(Beginning of THE INPUT)

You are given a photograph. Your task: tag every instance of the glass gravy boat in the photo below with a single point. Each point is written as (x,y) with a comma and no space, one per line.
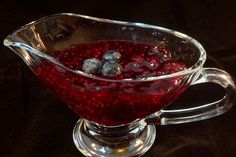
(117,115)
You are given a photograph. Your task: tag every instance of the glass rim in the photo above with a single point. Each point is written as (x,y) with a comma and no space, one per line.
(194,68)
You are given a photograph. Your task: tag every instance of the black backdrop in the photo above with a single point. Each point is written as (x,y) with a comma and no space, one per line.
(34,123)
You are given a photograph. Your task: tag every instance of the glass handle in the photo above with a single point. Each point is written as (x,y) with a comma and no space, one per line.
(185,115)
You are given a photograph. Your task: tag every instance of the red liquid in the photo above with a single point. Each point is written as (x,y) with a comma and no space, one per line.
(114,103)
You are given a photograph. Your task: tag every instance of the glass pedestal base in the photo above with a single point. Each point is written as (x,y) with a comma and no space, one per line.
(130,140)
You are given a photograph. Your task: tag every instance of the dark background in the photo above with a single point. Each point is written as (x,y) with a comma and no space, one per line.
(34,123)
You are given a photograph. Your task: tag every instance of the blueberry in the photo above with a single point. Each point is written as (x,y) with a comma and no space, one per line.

(End of THE INPUT)
(Beginning of THE INPUT)

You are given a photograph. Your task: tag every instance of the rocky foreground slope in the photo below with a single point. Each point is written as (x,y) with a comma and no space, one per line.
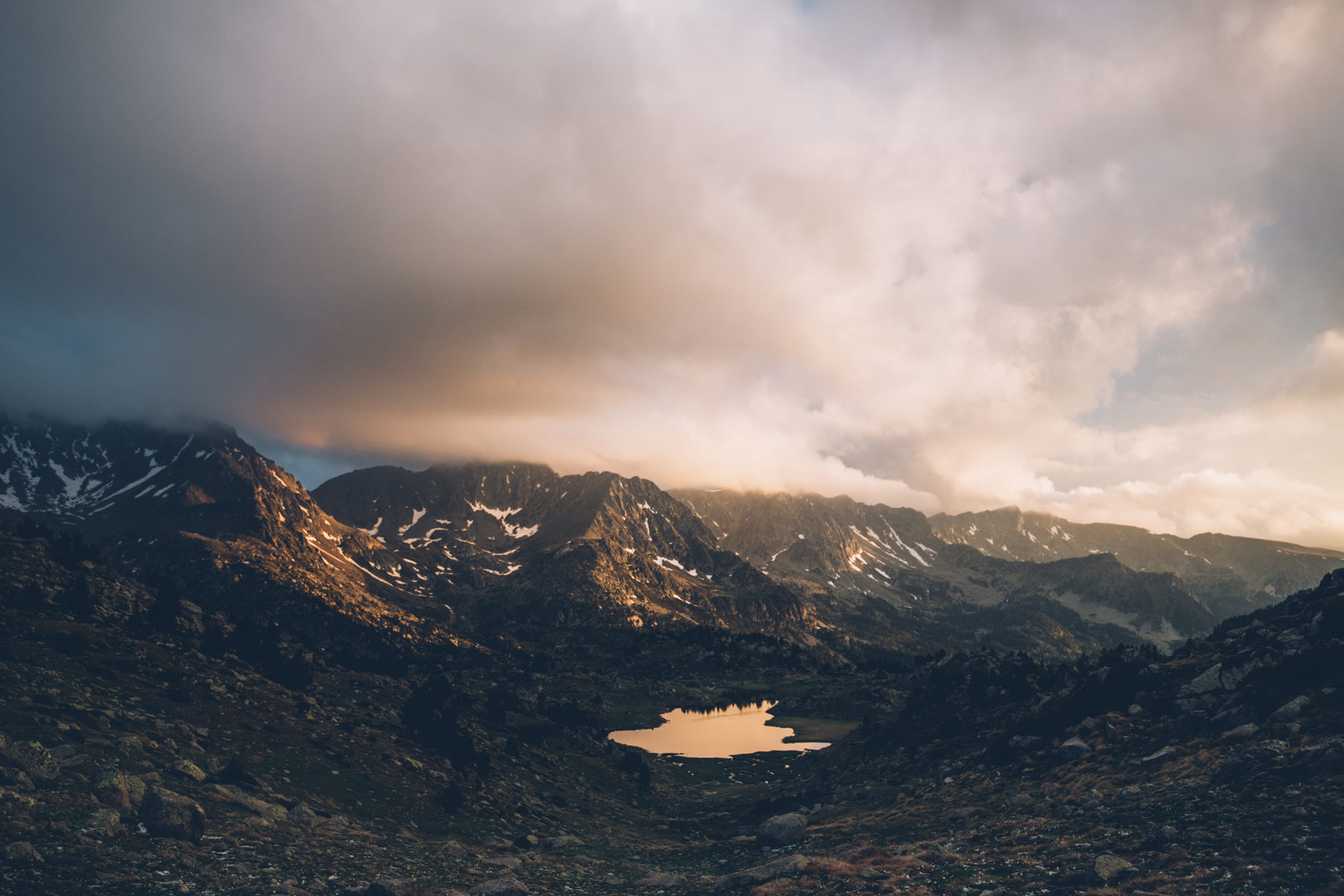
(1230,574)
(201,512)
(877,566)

(End of THE INPUT)

§ TO DO: Give again, word for word, every line of the listing above from the one with "the glass rim" to the one with "of the blueberry", both inclusive, and nothing beyond them.

§ TASK RESPONSE:
You are given a photograph. Your task: tag every instance of the glass rim in the photo above with a single point. Each point is written as (x,y) with a comma and no space, one per line.
(194,68)
You are given a photograph. Your task: tag every instance of the black backdrop in the photo above with a single point. Each point is written as (x,y) with a comma and no space, one per line.
(34,123)
You are given a photograph. Your task: tag every instance of the glass handle in the photo above with a single point. Each point is written as (x,y) with a comma and no space, one per line.
(185,115)
You are given a photograph. Your task: tag every instance of the red liquid in the photo above with a single point. Each point is written as (x,y) with a comma and no space, one per line.
(114,103)
You are given a photograph. Your task: tag every instance of the glass pedestal base in the photo above with a single point. Each point is written as (x,y) with a comma and no space, one per line.
(130,140)
You are given a photograph. Your task: tag every instance of the dark background in the photo above with a single point. Each point is written as (x,y) with a comma and no space, one per line.
(34,123)
You are given a photograph. Your task: tag every instance of the blueberry in the photo above with a single point. Each point is written as (x,y) with a comma and no space, one per line.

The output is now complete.